_Set problem_: Can you reproduce the geospatial company analysis notebook word for word, in full?

_Selected extract_:
.....

# Geospatial BI & Data Viz Companies - Part 2

- VISUALIZATION PROJECT Geospatial Business Intelligence (BI)
    * Make a geospatial analysis of the `companies` dataset
    * Things you know:
        - You have a software company with 50 employees
        - The company creates video games
        - Roles in your company: 20 developers, 20 Designers/Creatives/UX/UI and 10 executives/managers
    * Do an analysis about placing the new company offices in the best environment based on the following criteria:
        - There should be software engineers working around
        - The surroundings must have a good ratio of big companies vs startups
        - Ensure you have in your surroundings companies that cover the interests of your team
        - Avoid old companies, prefer recently created ones
        
JSON companies --> MongoDB --> Python:
Queries en Jupyter-Notebook --> DataFrame (Pandas) --> columna geopoint con diccionario con type = point y un array con formato array [lat,long]
indice geospatial (point) para volver a cargar en MongoDB y hacer nuevas queries (esta vez tocar la parte de queries geo-espaciales $near, etc...) 
por ej: de todos los puntos, dime el que está más cerca de empresas de videojuegos, o a 1000m
para tener el max y min, hay que probarlos todos 

In [1]:
# import pymongo to connect Python with MongoDB
from pymongo import MongoClient
# to work with stats
import pandas as pd
# to work with dataframes
import numpy as np
# to work with json
import json
from pandas.io.json import json_normalize
from flatten_json import flatten
# to plot
import matplotlib.pyplot as plt
%matplotlib inline  
import seaborn as sns

### 1. Prepare the data: extract from the companies database the relevant information for the challenge.

* company identification
    - id (just in case we would need to get more information later)
    - name
* only currently active company
    - 'deadpooled_year' --> not none
    
* for geolocation analysis & geospatial visualization
    - offices.latitude, offices.longitude --> not null
    - offices.country_code, offices.city --> not null

* to determine if the company is old (negative) o recent (positive)

.....

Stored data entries
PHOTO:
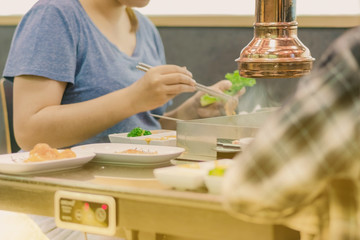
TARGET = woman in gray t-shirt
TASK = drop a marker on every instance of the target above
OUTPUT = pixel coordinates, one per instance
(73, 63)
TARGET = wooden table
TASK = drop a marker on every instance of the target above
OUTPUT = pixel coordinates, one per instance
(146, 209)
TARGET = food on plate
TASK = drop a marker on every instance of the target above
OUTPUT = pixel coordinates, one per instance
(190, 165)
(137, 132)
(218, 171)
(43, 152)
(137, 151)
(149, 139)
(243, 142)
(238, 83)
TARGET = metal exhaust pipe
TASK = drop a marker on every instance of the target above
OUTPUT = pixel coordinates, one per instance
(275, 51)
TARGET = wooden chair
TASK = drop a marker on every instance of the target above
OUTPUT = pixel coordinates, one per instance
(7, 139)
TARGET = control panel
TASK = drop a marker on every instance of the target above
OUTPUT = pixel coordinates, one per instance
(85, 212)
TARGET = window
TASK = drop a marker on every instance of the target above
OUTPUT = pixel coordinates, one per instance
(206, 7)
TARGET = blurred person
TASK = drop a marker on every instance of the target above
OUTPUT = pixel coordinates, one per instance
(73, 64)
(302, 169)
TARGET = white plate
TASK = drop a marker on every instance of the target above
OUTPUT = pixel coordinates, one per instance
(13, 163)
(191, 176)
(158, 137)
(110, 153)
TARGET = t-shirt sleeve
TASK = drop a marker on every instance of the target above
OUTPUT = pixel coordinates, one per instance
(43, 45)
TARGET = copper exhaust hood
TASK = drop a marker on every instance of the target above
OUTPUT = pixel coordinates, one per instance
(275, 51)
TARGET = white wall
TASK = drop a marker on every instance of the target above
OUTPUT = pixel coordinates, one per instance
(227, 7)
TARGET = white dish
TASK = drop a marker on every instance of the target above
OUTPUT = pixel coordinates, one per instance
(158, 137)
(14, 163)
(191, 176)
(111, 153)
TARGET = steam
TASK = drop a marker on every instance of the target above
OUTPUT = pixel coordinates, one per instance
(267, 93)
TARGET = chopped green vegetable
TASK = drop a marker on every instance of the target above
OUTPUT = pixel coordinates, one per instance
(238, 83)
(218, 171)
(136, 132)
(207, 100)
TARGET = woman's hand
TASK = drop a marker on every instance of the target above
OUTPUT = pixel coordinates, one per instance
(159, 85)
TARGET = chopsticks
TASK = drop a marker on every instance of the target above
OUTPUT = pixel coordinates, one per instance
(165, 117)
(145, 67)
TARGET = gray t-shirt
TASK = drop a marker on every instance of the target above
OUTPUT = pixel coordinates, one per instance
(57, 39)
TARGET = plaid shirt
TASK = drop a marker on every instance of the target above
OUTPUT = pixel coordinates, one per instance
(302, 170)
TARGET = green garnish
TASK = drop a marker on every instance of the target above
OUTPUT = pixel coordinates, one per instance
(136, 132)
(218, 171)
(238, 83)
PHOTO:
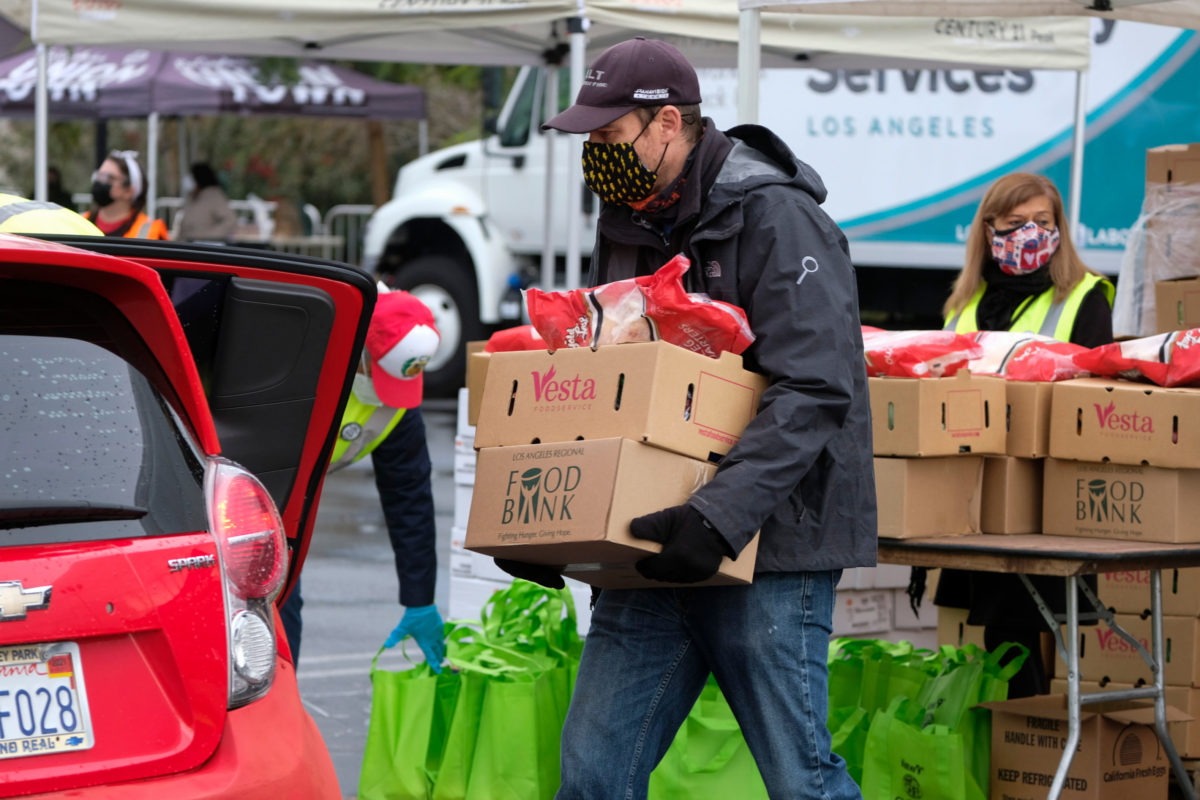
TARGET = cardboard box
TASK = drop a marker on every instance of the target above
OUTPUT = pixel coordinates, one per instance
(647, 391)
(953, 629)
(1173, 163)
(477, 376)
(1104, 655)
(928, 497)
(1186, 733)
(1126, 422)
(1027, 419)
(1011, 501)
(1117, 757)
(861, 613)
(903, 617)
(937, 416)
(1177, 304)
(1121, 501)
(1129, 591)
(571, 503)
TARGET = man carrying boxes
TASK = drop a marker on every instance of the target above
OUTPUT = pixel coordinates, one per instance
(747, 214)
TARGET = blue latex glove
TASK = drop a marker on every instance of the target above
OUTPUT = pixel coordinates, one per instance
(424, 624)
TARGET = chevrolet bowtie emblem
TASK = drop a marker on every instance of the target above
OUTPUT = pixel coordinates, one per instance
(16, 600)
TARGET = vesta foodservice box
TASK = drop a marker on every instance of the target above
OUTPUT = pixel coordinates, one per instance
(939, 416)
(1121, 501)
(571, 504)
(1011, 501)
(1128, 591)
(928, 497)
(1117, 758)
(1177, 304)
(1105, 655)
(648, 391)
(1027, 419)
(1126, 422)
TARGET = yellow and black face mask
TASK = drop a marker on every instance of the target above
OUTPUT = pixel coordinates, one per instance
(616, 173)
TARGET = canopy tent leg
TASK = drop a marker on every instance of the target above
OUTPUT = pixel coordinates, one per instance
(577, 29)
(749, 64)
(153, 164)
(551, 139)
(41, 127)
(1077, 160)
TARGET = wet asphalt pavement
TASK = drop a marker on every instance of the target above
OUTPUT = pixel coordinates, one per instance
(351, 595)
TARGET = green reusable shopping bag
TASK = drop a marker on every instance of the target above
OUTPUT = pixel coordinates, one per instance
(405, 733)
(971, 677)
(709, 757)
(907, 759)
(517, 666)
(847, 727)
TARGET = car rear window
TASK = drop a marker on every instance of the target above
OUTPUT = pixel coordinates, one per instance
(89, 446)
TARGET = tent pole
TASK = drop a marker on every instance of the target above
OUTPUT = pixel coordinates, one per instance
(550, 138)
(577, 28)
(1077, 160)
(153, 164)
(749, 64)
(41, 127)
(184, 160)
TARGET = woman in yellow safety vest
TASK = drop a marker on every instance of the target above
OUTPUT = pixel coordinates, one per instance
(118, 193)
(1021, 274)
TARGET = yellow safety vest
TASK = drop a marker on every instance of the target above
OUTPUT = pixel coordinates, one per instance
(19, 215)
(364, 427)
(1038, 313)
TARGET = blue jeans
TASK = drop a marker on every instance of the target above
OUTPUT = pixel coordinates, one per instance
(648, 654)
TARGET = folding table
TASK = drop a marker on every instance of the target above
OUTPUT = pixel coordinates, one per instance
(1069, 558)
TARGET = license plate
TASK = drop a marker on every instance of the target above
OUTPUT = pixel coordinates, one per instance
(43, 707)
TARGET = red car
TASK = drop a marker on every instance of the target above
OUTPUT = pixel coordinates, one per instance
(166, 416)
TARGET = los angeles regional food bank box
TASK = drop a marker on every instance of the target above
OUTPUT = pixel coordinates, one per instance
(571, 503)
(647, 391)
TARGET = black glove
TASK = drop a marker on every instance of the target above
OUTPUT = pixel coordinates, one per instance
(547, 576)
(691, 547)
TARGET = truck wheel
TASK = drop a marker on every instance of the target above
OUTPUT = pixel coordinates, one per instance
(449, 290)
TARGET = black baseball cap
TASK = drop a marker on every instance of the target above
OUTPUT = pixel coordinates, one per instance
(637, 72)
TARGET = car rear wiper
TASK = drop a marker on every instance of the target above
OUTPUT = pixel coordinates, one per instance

.....

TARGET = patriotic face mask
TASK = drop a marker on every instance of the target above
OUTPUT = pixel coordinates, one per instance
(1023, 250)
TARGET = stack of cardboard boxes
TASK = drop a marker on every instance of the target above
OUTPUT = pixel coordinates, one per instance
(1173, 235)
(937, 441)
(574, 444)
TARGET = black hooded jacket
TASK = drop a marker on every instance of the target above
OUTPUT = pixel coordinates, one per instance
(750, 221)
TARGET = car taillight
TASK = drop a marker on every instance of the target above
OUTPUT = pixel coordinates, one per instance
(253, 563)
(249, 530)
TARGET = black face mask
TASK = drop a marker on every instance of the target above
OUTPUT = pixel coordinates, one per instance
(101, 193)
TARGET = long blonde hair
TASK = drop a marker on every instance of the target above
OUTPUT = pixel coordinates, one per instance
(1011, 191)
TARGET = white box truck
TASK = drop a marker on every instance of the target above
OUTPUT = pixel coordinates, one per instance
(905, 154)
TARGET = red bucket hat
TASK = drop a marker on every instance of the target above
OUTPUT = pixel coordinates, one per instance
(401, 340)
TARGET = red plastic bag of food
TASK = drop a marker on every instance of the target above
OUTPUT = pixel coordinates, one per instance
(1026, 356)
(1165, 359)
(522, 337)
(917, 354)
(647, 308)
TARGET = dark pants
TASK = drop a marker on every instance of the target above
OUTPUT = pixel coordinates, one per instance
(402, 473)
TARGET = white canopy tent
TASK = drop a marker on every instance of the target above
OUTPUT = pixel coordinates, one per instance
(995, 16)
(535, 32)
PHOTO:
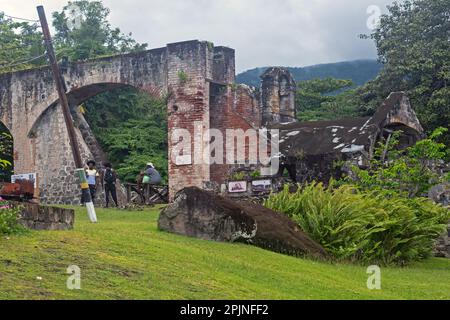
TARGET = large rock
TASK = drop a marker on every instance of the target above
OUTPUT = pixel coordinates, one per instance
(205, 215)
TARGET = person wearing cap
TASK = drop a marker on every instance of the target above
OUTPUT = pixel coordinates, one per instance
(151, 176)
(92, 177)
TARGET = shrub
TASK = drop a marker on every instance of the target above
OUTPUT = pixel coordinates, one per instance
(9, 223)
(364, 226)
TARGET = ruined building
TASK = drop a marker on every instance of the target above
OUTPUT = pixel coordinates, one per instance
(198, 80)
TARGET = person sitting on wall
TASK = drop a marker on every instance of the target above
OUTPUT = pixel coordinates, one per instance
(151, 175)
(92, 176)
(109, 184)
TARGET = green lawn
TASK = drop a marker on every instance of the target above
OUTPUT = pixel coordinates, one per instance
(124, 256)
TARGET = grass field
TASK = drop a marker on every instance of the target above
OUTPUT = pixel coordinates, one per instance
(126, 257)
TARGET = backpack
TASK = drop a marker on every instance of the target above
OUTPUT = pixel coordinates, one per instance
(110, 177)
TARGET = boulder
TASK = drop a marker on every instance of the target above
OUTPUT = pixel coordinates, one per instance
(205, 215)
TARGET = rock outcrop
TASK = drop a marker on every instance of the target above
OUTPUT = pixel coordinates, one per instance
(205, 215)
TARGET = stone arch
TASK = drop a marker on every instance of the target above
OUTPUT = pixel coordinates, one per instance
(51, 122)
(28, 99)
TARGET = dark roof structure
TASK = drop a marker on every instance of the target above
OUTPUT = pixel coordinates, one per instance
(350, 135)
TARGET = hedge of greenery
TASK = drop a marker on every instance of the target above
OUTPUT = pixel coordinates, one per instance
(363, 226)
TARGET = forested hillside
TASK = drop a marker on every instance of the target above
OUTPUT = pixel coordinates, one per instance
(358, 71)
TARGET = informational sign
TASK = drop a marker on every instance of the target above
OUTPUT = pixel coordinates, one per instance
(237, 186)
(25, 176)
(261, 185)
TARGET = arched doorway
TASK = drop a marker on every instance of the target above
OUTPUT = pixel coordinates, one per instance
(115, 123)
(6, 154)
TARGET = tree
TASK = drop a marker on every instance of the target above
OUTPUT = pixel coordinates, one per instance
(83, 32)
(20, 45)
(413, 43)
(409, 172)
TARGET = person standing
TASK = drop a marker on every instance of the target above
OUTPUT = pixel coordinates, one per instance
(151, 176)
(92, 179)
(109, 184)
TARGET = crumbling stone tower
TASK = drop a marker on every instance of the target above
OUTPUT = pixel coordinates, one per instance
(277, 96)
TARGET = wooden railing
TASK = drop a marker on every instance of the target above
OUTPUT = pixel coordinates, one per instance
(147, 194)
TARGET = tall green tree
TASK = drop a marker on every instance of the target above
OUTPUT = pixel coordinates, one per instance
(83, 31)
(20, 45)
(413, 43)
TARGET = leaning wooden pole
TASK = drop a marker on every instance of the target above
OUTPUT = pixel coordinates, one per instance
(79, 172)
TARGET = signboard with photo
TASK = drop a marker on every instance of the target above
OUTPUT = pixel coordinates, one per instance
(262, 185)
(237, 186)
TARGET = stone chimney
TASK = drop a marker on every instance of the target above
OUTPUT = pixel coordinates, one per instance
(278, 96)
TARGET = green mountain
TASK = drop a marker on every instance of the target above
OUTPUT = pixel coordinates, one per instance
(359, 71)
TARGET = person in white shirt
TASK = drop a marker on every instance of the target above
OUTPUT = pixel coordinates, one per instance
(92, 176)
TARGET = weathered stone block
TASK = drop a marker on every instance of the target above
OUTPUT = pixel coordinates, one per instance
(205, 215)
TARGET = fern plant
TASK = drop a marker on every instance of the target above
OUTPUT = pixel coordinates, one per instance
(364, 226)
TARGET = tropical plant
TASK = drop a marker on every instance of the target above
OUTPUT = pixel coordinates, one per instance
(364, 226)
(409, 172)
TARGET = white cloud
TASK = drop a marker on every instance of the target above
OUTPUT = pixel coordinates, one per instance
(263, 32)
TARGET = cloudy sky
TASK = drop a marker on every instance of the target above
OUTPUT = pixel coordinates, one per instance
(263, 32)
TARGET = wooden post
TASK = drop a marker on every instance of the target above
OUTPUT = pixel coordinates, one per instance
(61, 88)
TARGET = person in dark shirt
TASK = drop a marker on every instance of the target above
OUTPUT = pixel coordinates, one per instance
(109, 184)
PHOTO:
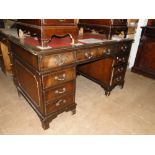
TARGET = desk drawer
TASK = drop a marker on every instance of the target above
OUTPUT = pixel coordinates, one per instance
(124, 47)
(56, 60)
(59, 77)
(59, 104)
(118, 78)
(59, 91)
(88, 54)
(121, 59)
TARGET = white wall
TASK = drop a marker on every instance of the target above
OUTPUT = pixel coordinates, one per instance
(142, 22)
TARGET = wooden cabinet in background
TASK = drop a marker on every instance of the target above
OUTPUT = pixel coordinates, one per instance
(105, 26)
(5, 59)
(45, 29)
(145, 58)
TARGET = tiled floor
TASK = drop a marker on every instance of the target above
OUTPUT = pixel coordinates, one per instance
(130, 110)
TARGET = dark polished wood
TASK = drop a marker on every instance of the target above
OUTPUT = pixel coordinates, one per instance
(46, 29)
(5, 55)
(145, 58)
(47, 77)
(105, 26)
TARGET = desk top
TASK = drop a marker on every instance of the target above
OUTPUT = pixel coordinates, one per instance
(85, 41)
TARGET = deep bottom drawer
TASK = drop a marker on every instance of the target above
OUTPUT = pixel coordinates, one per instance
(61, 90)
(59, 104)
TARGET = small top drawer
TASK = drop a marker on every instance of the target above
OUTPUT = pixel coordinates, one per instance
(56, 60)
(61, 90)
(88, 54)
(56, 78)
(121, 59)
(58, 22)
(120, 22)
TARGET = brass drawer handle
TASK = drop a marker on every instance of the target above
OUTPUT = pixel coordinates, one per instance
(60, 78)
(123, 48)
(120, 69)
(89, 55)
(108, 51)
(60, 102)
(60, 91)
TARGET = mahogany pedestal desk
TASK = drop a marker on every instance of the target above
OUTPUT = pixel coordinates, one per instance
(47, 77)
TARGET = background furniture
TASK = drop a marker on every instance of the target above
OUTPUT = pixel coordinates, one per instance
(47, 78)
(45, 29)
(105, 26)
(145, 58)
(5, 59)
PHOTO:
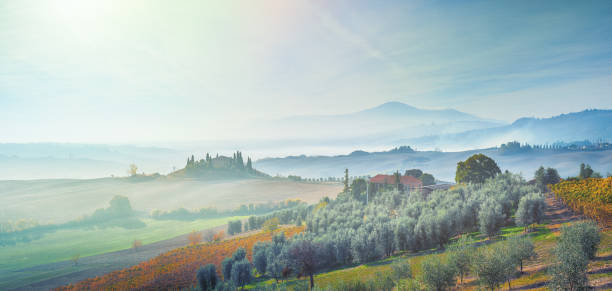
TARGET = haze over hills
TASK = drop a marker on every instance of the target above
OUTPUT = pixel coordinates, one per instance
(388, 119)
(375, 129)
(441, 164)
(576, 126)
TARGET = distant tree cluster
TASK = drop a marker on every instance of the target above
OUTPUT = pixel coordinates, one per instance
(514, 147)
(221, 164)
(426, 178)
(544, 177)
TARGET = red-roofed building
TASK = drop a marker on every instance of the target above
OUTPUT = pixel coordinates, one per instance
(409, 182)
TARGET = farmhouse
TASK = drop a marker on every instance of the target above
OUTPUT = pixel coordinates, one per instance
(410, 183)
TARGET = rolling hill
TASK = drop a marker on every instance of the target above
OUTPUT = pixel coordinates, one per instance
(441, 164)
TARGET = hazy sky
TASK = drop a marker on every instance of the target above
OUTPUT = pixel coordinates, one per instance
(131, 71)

.....

_Written response_:
# Geospatial BI & Data Viz Companies - Part 2

- VISUALIZATION PROJECT Geospatial Business Intelligence (BI)
    * Make a geospatial analysis of the `companies` dataset
    * Things you know:
        - You have a software company with 50 employees
        - The company creates video games
        - Roles in your company: 20 developers, 20 Designers/Creatives/UX/UI and 10 executives/managers
    * Do an analysis about placing the new company offices in the best environment based on the following criteria:
        - There should be software engineers working around
        - The surroundings must have a good ratio of big companies vs startups
        - Ensure you have in your surroundings companies that cover the interests of your team
        - Avoid old companies, prefer recently created ones
        
JSON companies --> MongoDB --> Python:
Queries en Jupyter-Notebook --> DataFrame (Pandas) --> columna geopoint con diccionario con type = point y un array con formato array [lat,long]
indice geospatial (point) para volver a cargar en MongoDB y hacer nuevas queries (esta vez tocar la parte de queries geo-espaciales $near, etc...) 
por ej: de todos los puntos, dime el que está más cerca de empresas de videojuegos, o a 1000m
para tener el max y min, hay que probarlos todos 

In [1]:
# import pymongo to connect Python with MongoDB
from pymongo import MongoClient
# to work with stats
import pandas as pd
# to work with dataframes
import numpy as np
# to work with json
import json
from pandas.io.json import json_normalize
from flatten_json import flatten
# to plot
import matplotlib.pyplot as plt
%matplotlib inline  
import seaborn as sns

### 1. Prepare the data: extract from the companies database the relevant information for the challenge.

* company identification
    - id (just in case we would need to get more information later)
    - name
* only currently active company
    - 'deadpooled_year' --> not none
    
* for geolocation analysis & geospatial visualization
    - offices.latitude, offices.longitude --> not null
    - offices.country_code, offices.city --> not null

* to determine if the company is old (negative) o recent (positive)